SET OF TASKS =
1. From the forum posts about choosing a rifle, list the advantages that one poster names for the AR platform as a defensive weapon.
2. Extend the forum posts about choosing a rifle by writing what comes next after their final sentence.

====== PROVIDED TEXT ======

P.S. - Somebody should develop a wooden A2 style stock and matching material foregrip for the AR rifle.
That would be a hoot and possibly throw the antis off as well considering to them perception is everything.
"Killers who are not deterred by laws against murder are not going to be deterred by laws against guns. " - Robert A. Levy
"A license to carry a concealed weapon does not make you a free-lance policeman." - Florida Div. of Licensing
March 6th, 2009 04:38 PM
I think an AR type rifle is a good choice...have you considered a Ruger Mini 14 in .223? easy to shoot, compact, reliable, and the cost is considerably lower than an AR...I used one for years until I could afford an evil black rifle.
--people ask why I carry, and I show them this picture. I think it says it all.--
NRA Certified Instructor--many disciplines
March 6th, 2009 05:06 PM
Get yourself an AR configured like the M4 carbine. The adustable stock will make it easy for either you or your wife to handle it, and your wife will love how comfortable it is to shoot, with no significant recoil.
With all the options in optics and sights, you and she will be able to shoot with good practical accuracy in no time at all. Add in the obvious advantages of the AR platform as a defensive weapon -- high-capacity magazine, speed of reloads, fast and accurate follow-up shots, any type of accessory you could ever want -- and the fact that they're just plain fun to shoot -- you just can't go wrong.

====== SUPPLIED INFORMATION ======

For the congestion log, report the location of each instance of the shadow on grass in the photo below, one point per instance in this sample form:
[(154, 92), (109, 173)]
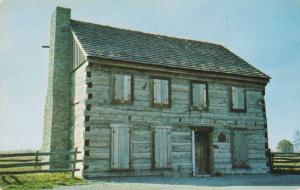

======

RESPONSE LIST =
1.
- High-capacity magazine
- Speed of reloads
- Fast and accurate follow-up shots
- Any type of accessory you could ever want

2.
You might pay a bit more for one, but you'll both get a lot of value out of it.
"We're paratroopers. We're supposed to be surrounded!" Dick Winters
March 6th, 2009 05:36 PM
I would go with the lever gun. Talking HD, ranges are going to be short and if you can not solve the problem with 9 or 10 .357 mag rounds in the rifle plus the 5 or six rounds in your handgun, I do not think you are going to solve it.
You can mount a light and/or laser on the lever gun, you may need to modify or make mounts, but it will work.
March 6th, 2009 05:39 PM
If you don't currently own any variation of the three, my suggestion would be the shotgun. Get one that either comes with two barrels (long and short) or one for which replacement barrels are readily available. For your wife, get some Winchester AA12FL8. Lots of women CAS shooters use this round and it's very light recoil. Bad part is the price especially when you consider that just over a year ago I was buying these for $58.00 a case.
Sig 239 SAS 40 S&W / Sig 239 9mm / Kahr PM-9 / Walther PPS .40 / Sig P-245 / Ruger LCP
Beretta Tomcat / Walther PPK / BDA 380 / Taurus 85 / Kel-Tec PF-9 / Am. Derringer 357
NRA Life Member
My Web Site
March 6th, 2009 07:43 PM
Any of those is a fine choice. An AR is fine for most anyone to shoot as is the Mini-14 as previously mentioned. The range of course is much improved over a pistol carbine or shottie.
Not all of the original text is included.